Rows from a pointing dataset
+ + + + +

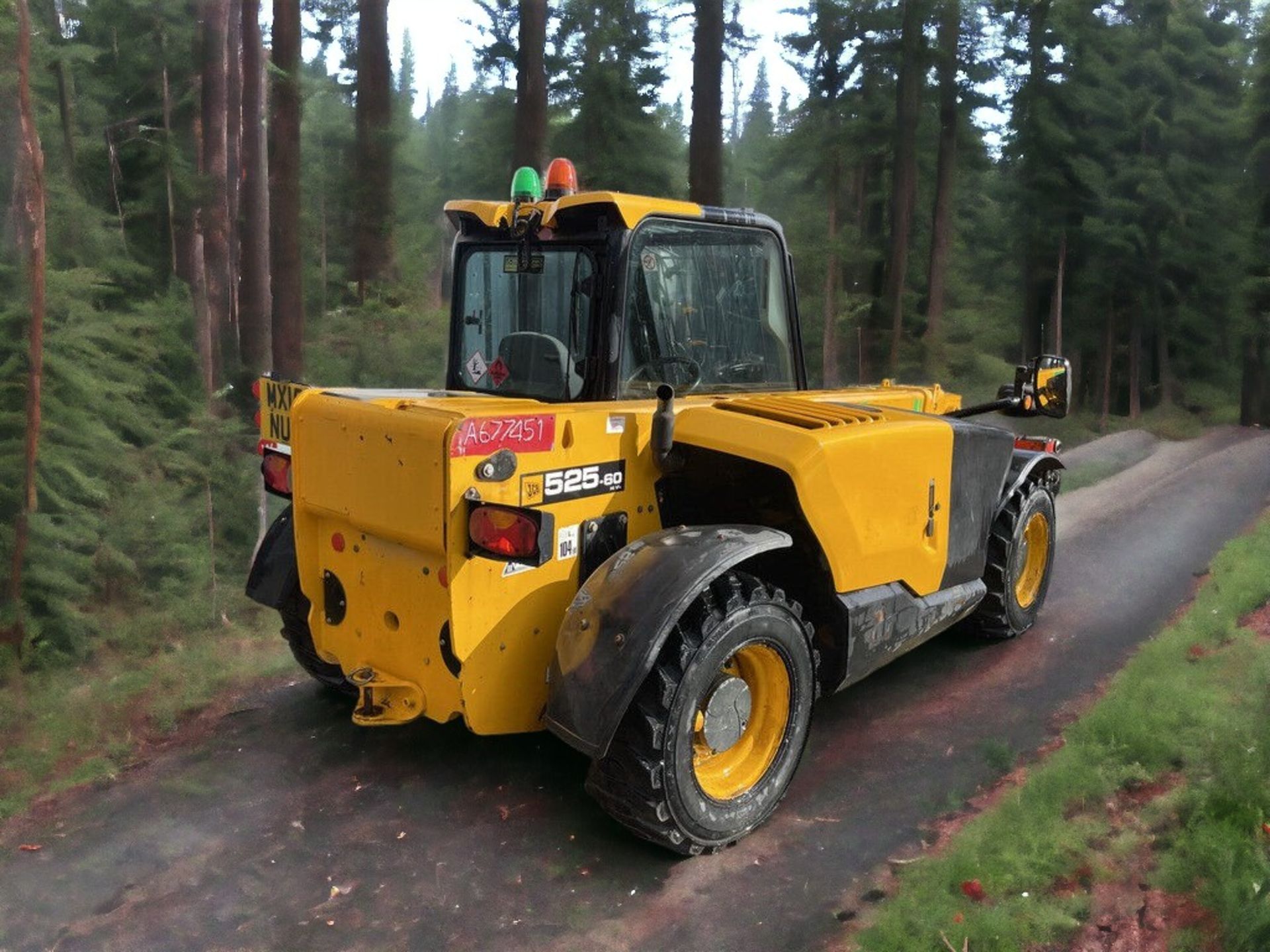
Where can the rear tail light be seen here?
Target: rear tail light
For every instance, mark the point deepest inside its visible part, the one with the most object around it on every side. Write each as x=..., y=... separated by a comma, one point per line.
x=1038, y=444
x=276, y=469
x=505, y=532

+ + + + +

§ WORK INSTRUCTIONS
Please return every line of the entries above word for word, leaving out the pictures.

§ ANSWER TO THE EXERCISE
Where can the rear tail light be seen here?
Target: rear tail light
For every instance, mark the point deepest inside its visible part, the one with the most object around it on every side. Write each as x=..., y=... separated by a comma, one point per line.
x=1038, y=444
x=276, y=469
x=505, y=532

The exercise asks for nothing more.